* **OBJECTIVE**: Convert every line of the entries below into a JSON array of strings, one string per line, skipping blank lines. Leave out the picture placeholder lines.

(Extracts from a box-labeled dataset)
--*--

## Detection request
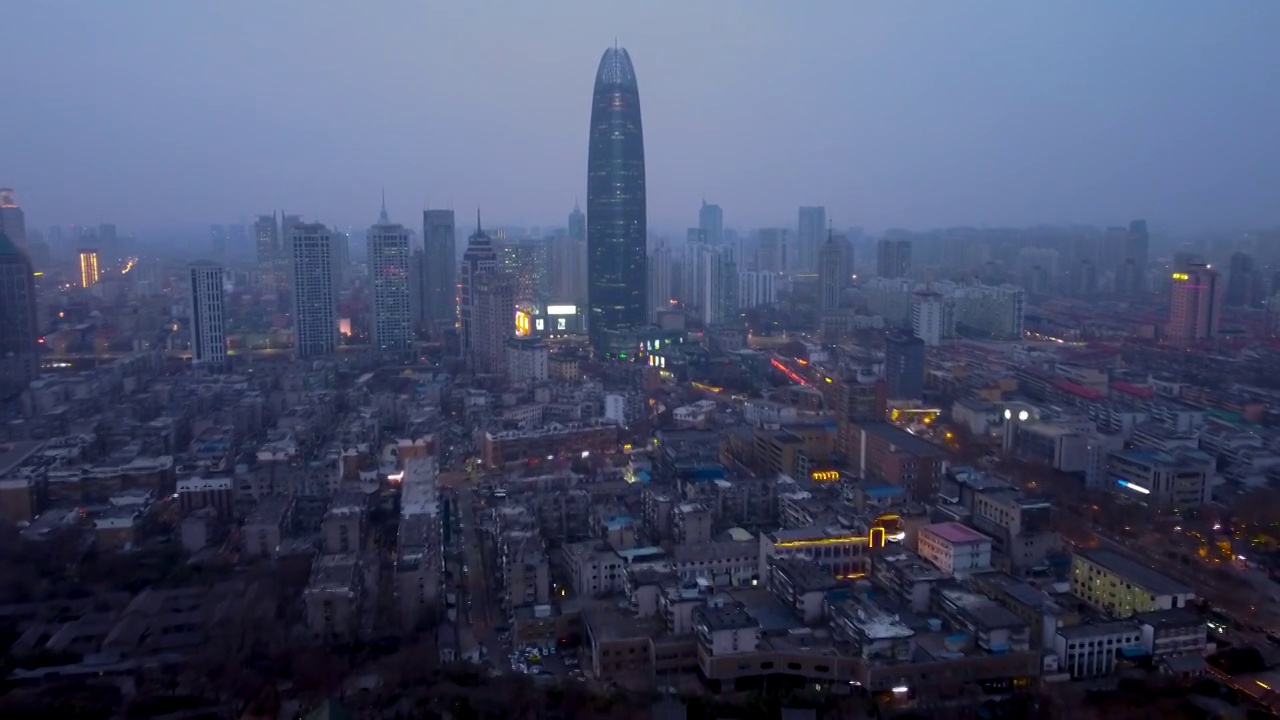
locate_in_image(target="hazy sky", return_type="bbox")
[0,0,1280,235]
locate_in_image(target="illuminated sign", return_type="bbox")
[1116,478,1151,495]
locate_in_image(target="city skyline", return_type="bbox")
[0,3,1280,229]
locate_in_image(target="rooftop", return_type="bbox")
[858,423,947,456]
[1078,550,1193,594]
[920,523,991,544]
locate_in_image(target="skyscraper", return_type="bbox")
[568,200,586,242]
[698,199,724,247]
[78,247,100,288]
[209,225,230,260]
[0,229,40,398]
[470,272,520,375]
[649,242,672,323]
[253,213,277,286]
[369,199,413,352]
[795,206,827,273]
[291,223,338,359]
[884,334,924,400]
[586,47,649,350]
[755,228,791,274]
[191,263,227,370]
[1116,220,1151,295]
[458,210,498,363]
[420,210,458,329]
[876,238,911,278]
[1165,264,1224,342]
[0,187,29,252]
[824,229,849,313]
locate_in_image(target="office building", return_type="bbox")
[458,210,499,363]
[876,238,911,278]
[884,334,924,400]
[795,208,831,273]
[755,228,790,274]
[369,199,413,352]
[649,241,675,323]
[419,210,458,329]
[586,47,649,351]
[737,270,778,310]
[253,213,282,286]
[911,292,956,346]
[470,273,520,375]
[0,231,40,398]
[1071,550,1196,618]
[290,223,338,359]
[209,225,230,260]
[191,263,227,370]
[78,247,100,288]
[819,228,851,313]
[1222,252,1262,307]
[1108,220,1151,295]
[698,199,724,247]
[1165,264,1224,342]
[0,187,31,251]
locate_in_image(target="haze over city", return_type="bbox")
[10,0,1280,229]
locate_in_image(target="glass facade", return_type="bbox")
[586,47,648,350]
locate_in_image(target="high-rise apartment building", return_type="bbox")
[692,245,739,327]
[911,292,956,345]
[77,247,101,288]
[253,213,277,281]
[1165,264,1224,342]
[367,200,413,352]
[291,223,338,359]
[458,210,498,363]
[1224,252,1263,307]
[884,334,924,400]
[876,238,911,278]
[698,199,724,247]
[0,187,29,252]
[737,270,778,310]
[471,273,520,375]
[420,210,458,331]
[209,225,230,260]
[0,229,40,398]
[649,242,673,323]
[1108,220,1151,295]
[191,263,227,370]
[755,228,791,274]
[819,233,849,313]
[795,208,827,273]
[586,47,649,351]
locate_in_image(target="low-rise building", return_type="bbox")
[916,523,991,577]
[1071,550,1196,618]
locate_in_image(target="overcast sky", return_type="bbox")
[0,0,1280,229]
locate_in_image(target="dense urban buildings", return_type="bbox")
[191,261,227,370]
[586,47,649,348]
[0,28,1280,720]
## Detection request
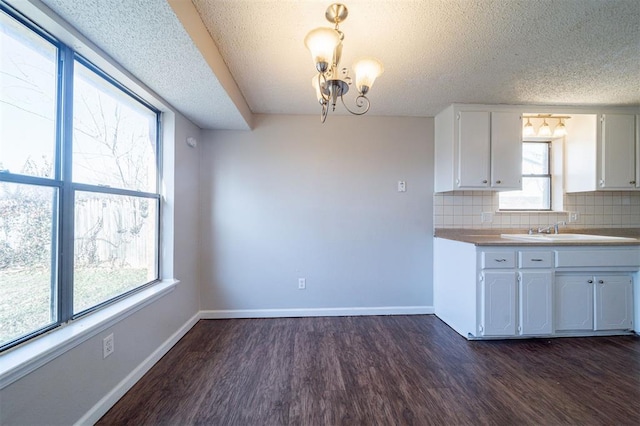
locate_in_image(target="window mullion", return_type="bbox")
[58,46,74,323]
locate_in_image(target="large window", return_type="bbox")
[0,9,160,349]
[499,142,551,210]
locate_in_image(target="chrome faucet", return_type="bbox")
[538,220,567,234]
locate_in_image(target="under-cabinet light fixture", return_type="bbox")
[522,114,571,138]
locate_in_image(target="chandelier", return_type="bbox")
[304,3,383,123]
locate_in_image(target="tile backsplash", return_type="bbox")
[433,191,640,231]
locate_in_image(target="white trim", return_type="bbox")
[75,312,200,425]
[200,306,435,319]
[0,279,180,389]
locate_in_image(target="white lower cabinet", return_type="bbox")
[593,275,633,330]
[434,238,640,339]
[555,275,593,331]
[518,271,553,336]
[479,271,516,336]
[555,274,633,331]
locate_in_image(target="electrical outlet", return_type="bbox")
[102,333,116,358]
[567,212,580,223]
[480,212,493,223]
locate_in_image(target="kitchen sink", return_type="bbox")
[500,234,635,242]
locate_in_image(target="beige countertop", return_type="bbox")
[434,228,640,246]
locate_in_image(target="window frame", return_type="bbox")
[498,140,553,212]
[0,2,163,354]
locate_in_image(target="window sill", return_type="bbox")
[0,279,180,389]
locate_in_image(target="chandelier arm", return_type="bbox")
[318,72,329,102]
[340,95,371,115]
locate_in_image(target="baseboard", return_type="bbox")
[200,306,435,319]
[76,313,200,425]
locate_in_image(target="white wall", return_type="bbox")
[200,115,433,318]
[0,110,199,425]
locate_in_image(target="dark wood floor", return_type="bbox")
[98,315,640,426]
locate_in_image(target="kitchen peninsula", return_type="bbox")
[434,228,640,340]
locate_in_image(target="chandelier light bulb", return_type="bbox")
[522,117,536,136]
[353,58,384,95]
[304,27,340,72]
[538,118,551,137]
[553,118,567,138]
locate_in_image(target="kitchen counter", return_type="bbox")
[434,228,640,246]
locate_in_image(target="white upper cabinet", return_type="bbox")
[435,105,522,192]
[565,113,640,192]
[598,114,637,190]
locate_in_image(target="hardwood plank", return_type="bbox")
[98,315,640,426]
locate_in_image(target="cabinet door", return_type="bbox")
[491,112,522,190]
[518,271,553,335]
[456,111,490,188]
[480,271,516,336]
[594,275,633,330]
[600,114,637,189]
[554,275,593,330]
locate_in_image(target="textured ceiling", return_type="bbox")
[36,0,640,128]
[38,0,248,129]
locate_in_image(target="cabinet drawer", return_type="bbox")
[556,248,640,268]
[518,251,553,268]
[481,251,516,269]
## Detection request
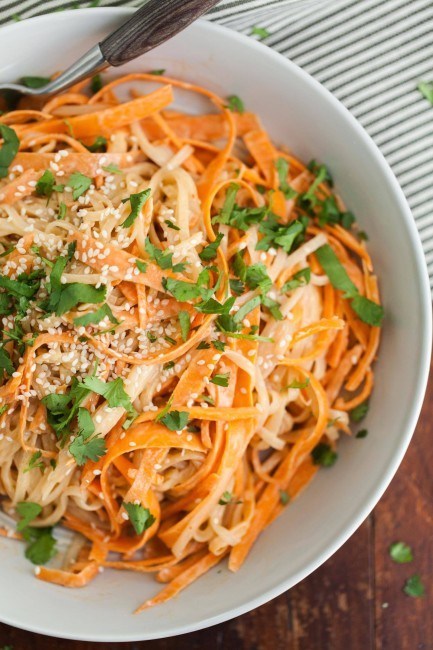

--*--

* **EXERCISE RESULT**:
[
  "## Detection request",
  "locate_in_image(target=\"hazy sky\", return_type=\"bbox\")",
  "[0,0,1280,235]",
  "locate_in_image(target=\"illuminated sign\", return_type=\"bbox\")",
  "[1116,478,1151,495]",
  "locate_in_image(target=\"city skyline\", return_type=\"bbox\")",
  "[0,3,1280,229]",
  "locate_in_image(target=\"rooftop\", return_type=\"bbox\")",
  "[858,423,947,456]",
  "[1078,550,1193,594]",
  "[920,523,991,544]",
  "locate_in_image(target=\"skyscraper\", return_type=\"bbox\")",
  "[568,200,586,242]",
  "[698,199,724,247]",
  "[78,247,100,288]",
  "[209,225,230,260]",
  "[0,229,40,398]",
  "[470,272,520,375]",
  "[649,242,672,323]",
  "[253,213,277,286]",
  "[369,199,413,352]",
  "[795,206,827,273]",
  "[291,223,338,359]",
  "[884,334,924,400]",
  "[586,47,649,350]",
  "[755,228,791,274]",
  "[191,263,227,370]",
  "[1116,220,1151,295]",
  "[458,210,498,363]",
  "[420,210,458,329]",
  "[876,238,911,278]",
  "[1165,264,1224,342]",
  "[0,187,29,252]",
  "[824,229,849,313]",
  "locate_in_image(target=\"office building\", return_type=\"bbox\")",
  "[458,210,499,363]",
  "[876,238,911,278]",
  "[884,334,924,400]",
  "[795,208,831,273]",
  "[755,228,790,274]",
  "[369,199,413,352]",
  "[649,241,675,323]",
  "[419,210,458,329]",
  "[586,47,649,351]",
  "[737,270,778,310]",
  "[253,213,282,286]",
  "[911,292,956,346]",
  "[470,273,520,375]",
  "[0,231,40,398]",
  "[1071,550,1196,618]",
  "[290,223,338,359]",
  "[209,225,230,260]",
  "[191,263,227,370]",
  "[78,247,100,288]",
  "[819,228,851,313]",
  "[1222,252,1262,307]",
  "[1108,220,1151,295]",
  "[698,199,724,247]",
  "[1165,264,1224,342]",
  "[0,187,31,251]",
  "locate_in_image(target=\"haze over city\", return_type=\"bbox\")",
  "[10,0,1280,229]",
  "locate_in_image(target=\"glass facade\", return_type=\"bbox\")",
  "[586,47,648,350]",
  "locate_in_image(target=\"high-rise apartment building\", return_type=\"bbox\")",
  "[692,245,739,327]",
  "[911,292,956,345]",
  "[77,247,101,288]",
  "[253,213,277,281]",
  "[1165,264,1224,342]",
  "[367,200,413,352]",
  "[291,223,338,359]",
  "[458,210,498,363]",
  "[1224,252,1263,307]",
  "[884,334,924,400]",
  "[876,238,911,278]",
  "[698,199,724,247]",
  "[0,187,29,252]",
  "[737,270,778,310]",
  "[471,273,520,375]",
  "[420,210,458,331]",
  "[209,225,230,260]",
  "[0,229,40,398]",
  "[649,242,673,323]",
  "[1108,220,1151,295]",
  "[191,263,227,370]",
  "[755,228,791,274]",
  "[819,233,849,313]",
  "[795,208,827,273]",
  "[586,47,649,351]",
  "locate_in_image(target=\"low-rise building\", return_type=\"bbox\")",
  "[916,523,991,577]",
  "[1071,550,1196,618]",
  "locate_in_image(target=\"overcast sky\", return_type=\"bbox\")",
  "[0,0,1280,229]",
  "locate_in_image(target=\"dense urban buildings\", return_type=\"bbox\")",
  "[191,261,227,370]",
  "[586,47,649,348]",
  "[0,28,1280,720]",
  "## Detection request",
  "locate_in_image(target=\"window mullion\", return_type=\"bbox\")",
  "[58,46,74,323]",
  "locate_in_image(target=\"large window\", return_type=\"bbox\")",
  "[0,9,160,349]",
  "[499,142,551,210]",
  "locate_in_image(target=\"chrome faucet\", return_type=\"bbox\")",
  "[538,220,567,234]",
  "locate_in_image(target=\"under-cabinet light fixture\", return_type=\"bbox\")",
  "[522,114,571,138]",
  "locate_in_image(target=\"chandelier\", return_type=\"bbox\")",
  "[304,3,383,123]",
  "locate_in_image(target=\"tile backsplash\", return_type=\"bbox\")",
  "[433,191,640,231]",
  "locate_in_image(target=\"white trim\", return_type=\"bbox\")",
  "[75,312,200,425]",
  "[200,306,435,319]",
  "[0,279,180,389]",
  "locate_in_image(target=\"white lower cabinet\", return_type=\"bbox\")",
  "[593,275,633,330]",
  "[434,238,640,339]",
  "[555,275,593,331]",
  "[518,271,553,336]",
  "[479,271,516,336]",
  "[555,274,633,331]",
  "locate_in_image(target=\"electrical outlet\", return_type=\"bbox\")",
  "[102,333,116,358]",
  "[567,212,580,223]",
  "[480,212,493,223]",
  "locate_in_image(target=\"kitchen sink\", return_type=\"bbox\")",
  "[500,234,635,242]",
  "locate_in_image(target=\"beige countertop\", return_type=\"bbox\")",
  "[434,228,640,246]",
  "locate_in_image(target=\"window frame\", return_type=\"bbox\")",
  "[498,140,553,212]",
  "[0,2,163,354]",
  "locate_in_image(target=\"window sill\", return_type=\"bbox\")",
  "[0,279,180,389]",
  "locate_in_image(target=\"chandelier arm\", return_type=\"bbox\")",
  "[318,72,329,102]",
  "[340,95,371,115]",
  "locate_in_image(target=\"baseboard\", return_type=\"bbox\")",
  "[200,306,435,319]",
  "[76,313,200,425]",
  "locate_in_image(target=\"white wall\", return_type=\"bbox\")",
  "[200,115,433,318]",
  "[0,110,199,425]",
  "locate_in_image(target=\"dark wood floor\", return_type=\"bbox\")",
  "[98,315,640,426]",
  "locate_in_image(target=\"kitchen peninsula\", return_type=\"bbox\")",
  "[434,228,640,340]",
  "locate_in_image(target=\"chandelier light bulb\", return_type=\"bbox\")",
  "[522,117,536,136]",
  "[353,58,384,95]",
  "[304,27,340,72]",
  "[538,118,551,137]",
  "[553,118,567,138]",
  "locate_in_image(target=\"kitchen counter\", return_type=\"bbox\")",
  "[434,228,640,246]",
  "locate_in_image(target=\"white upper cabinet\", return_type=\"bbox\")",
  "[435,105,522,192]",
  "[565,113,640,192]",
  "[598,114,637,190]",
  "locate_in_image(target=\"hardwood plank\", return_type=\"bbox\")",
  "[98,315,640,426]",
  "locate_in_image(target=\"cabinet door\", return_type=\"bbox\")",
  "[491,112,522,190]",
  "[518,271,553,335]",
  "[456,111,490,188]",
  "[480,271,516,336]",
  "[594,275,633,330]",
  "[600,114,637,189]",
  "[554,275,593,330]",
  "locate_in_image(target=\"textured ceiling\", return_type=\"bbox\")",
  "[36,0,640,128]",
  "[38,0,248,129]",
  "locate_in_image(target=\"cabinet drawer\", return_type=\"bbox\")",
  "[556,248,640,268]",
  "[518,251,553,268]",
  "[481,251,516,269]",
  "## Detection request"
]